** BEGIN **
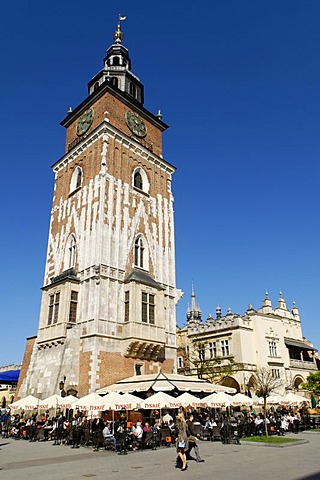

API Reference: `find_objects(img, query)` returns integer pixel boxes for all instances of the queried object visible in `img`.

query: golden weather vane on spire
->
[113,13,127,43]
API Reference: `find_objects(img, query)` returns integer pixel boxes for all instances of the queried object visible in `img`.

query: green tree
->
[251,367,282,436]
[302,370,320,397]
[188,341,242,383]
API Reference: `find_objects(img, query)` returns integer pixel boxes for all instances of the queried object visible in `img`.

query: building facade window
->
[70,167,82,193]
[269,341,278,357]
[271,368,280,379]
[134,172,143,190]
[69,290,78,323]
[141,292,155,325]
[124,292,130,322]
[132,167,150,194]
[220,340,230,357]
[134,236,145,268]
[68,235,76,268]
[177,357,183,368]
[48,292,60,325]
[209,342,217,358]
[134,363,144,375]
[198,345,206,361]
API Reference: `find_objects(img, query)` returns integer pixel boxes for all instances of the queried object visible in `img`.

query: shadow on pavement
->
** END **
| Stated exercise |
Copy the listing word for word from its start through the line containing "[113,13,127,43]", including that line, and omit the pictures.

| Result of the exercise |
API Reference: `find_objects(img, query)` returns integer pixel boxes for all instances of the queried object visible in `img`.

query: golden weather vane on spire
->
[113,13,127,43]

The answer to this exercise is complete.